**Your assignment**:
Transcribe every record as it stands and set the images aside.

**Provided data**:

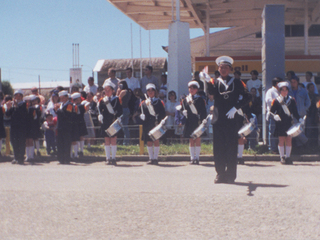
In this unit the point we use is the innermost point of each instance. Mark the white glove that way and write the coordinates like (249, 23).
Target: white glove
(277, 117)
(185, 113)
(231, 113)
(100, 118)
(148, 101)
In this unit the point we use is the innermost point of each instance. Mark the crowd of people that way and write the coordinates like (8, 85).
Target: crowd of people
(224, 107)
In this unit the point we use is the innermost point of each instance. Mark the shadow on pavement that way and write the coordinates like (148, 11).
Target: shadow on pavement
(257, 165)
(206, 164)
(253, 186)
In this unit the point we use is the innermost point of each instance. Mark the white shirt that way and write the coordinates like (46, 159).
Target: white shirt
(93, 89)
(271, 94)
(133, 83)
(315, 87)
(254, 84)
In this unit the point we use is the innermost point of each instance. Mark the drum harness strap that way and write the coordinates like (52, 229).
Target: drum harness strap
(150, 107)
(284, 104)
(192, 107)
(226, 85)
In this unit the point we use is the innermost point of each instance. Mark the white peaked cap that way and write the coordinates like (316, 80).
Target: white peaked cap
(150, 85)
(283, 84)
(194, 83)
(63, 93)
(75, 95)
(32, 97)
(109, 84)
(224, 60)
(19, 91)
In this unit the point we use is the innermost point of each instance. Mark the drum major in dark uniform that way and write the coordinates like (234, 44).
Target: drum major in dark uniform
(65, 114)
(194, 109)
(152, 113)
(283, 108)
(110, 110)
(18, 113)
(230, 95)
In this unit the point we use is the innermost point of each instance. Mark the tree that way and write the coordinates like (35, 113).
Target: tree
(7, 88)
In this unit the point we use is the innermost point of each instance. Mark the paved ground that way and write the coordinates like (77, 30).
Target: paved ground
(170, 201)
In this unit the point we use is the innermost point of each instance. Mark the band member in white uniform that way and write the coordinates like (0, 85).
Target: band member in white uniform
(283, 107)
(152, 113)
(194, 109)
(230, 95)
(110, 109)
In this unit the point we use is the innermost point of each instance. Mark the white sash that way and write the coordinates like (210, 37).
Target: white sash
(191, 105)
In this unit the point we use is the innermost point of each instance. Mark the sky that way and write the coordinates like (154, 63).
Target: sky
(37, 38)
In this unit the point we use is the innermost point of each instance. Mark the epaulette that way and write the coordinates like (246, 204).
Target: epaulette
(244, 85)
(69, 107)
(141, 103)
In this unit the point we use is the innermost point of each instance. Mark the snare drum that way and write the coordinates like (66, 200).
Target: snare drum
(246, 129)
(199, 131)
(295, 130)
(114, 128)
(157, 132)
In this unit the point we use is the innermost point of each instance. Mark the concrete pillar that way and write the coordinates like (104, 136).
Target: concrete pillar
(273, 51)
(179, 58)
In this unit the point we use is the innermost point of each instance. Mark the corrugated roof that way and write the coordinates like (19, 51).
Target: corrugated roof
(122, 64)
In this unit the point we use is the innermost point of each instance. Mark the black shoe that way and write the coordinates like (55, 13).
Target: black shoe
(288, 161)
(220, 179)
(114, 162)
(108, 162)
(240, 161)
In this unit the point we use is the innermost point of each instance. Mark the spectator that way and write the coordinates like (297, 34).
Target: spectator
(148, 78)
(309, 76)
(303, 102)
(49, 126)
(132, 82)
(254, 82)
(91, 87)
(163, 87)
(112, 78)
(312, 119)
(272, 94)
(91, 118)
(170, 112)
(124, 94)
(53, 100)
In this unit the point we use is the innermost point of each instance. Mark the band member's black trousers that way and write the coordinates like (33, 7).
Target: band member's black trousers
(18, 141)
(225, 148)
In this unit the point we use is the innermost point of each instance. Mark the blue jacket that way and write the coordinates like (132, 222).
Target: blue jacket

**Output below**:
In this unit the point we use is the innermost point of each instance. Mark the white glove that way and write the coordinates like (249, 23).
Target: white glove
(277, 117)
(185, 113)
(231, 113)
(100, 118)
(148, 101)
In this unit the point we use is the innermost point of each instance. Mark the crowd of people that way and write the coordinates like (8, 85).
Target: crowd of people
(224, 107)
In this unit the point we use is the innermost point of each instance. Mark the shadow on pavement that way and write the coordinates like (148, 11).
Target: shadow on pavement
(257, 165)
(206, 164)
(253, 186)
In this unit the point we use is the innermost point of each instance. Mark the white shirt that way and write the coordinates like (46, 159).
Target: white shirt
(93, 89)
(271, 94)
(133, 83)
(315, 87)
(254, 84)
In this unit the point we use is the innermost point of each instance. Mark the drum harness strap that way and write the coordinates like (52, 229).
Target: drum harness strap
(150, 107)
(284, 104)
(192, 107)
(226, 85)
In this unit the point we use is the innermost point of each instance. Mark the white peaked cap that way and write the coordinates like (316, 80).
Target: white peaked cap
(150, 85)
(283, 84)
(194, 83)
(63, 93)
(75, 95)
(32, 97)
(109, 84)
(224, 60)
(19, 91)
In this unit the point we use is the innermost point of each instance. Mark the drum major in dark uniform that way and write the coordinates like (234, 44).
Target: drum major in dark uniform
(65, 114)
(194, 109)
(152, 113)
(283, 108)
(110, 110)
(18, 113)
(230, 95)
In this unit the point we use is the innermost point of each instance. Mark the tree that way and write the coordinates like (35, 113).
Target: tree
(7, 88)
In this unit the point we use is the innermost point of each instance. Mark the paved ground that way and write the coordinates like (77, 30).
Target: paved ground
(170, 201)
In this unit the point we use is the innermost point of each instance. Mark the band member in white uniform that way and write the coordinates like (0, 85).
Target: band member in white uniform
(283, 107)
(152, 113)
(194, 109)
(230, 95)
(110, 109)
In this unit the point we use is the innermost point of each instance. Mark the white sash that way and write the coordinates like (210, 37).
Target: white sash
(191, 105)
In this unit the point we use is the innermost point of each instance. Mark the sky that way and write the coordinates like (154, 63).
Target: sky
(37, 38)
In this unit the point we use is the innermost point of each instance. Mark the epaulette that way and write the coordinates like (246, 204).
Target: epaulette
(244, 85)
(69, 107)
(141, 103)
In this unit the point we use is the innermost point of each instance. Mark the snare drum that way and write the coordinates like (66, 200).
Target: snare drum
(246, 129)
(199, 131)
(295, 130)
(114, 128)
(157, 132)
In this unit the point we use is the innermost point of each instance. Mark the concrete pillar that way and write the coordinates like (104, 136).
Target: concrete pillar
(273, 51)
(179, 58)
In this unit the point we use is the innermost point of each instance. Mark the corrugated roof that way and write the coordinates like (19, 51).
Target: corrugated roof
(122, 64)
In this unit the point we use is the innermost point of each instance. Mark the black shoe that way and write the coordinates like (55, 13).
Target: black shoe
(288, 161)
(220, 179)
(114, 162)
(108, 162)
(240, 161)
In this unit the point we use is the innermost point of each instance. Mark the spectator that way and write the coordinates like (297, 34).
Target: spectator
(148, 78)
(309, 76)
(303, 102)
(49, 126)
(132, 82)
(254, 82)
(91, 87)
(163, 87)
(112, 78)
(312, 119)
(272, 94)
(91, 118)
(170, 112)
(124, 94)
(53, 100)
In this unit the point we use is the innermost point of each instance. Mark the band member's black trousers that way and write the coordinates like (33, 7).
Target: band member's black trousers
(18, 141)
(225, 148)
In this unit the point we use is the innermost point of each instance. Mark the blue jacket that way and write the coordinates like (132, 222).
Target: blue jacket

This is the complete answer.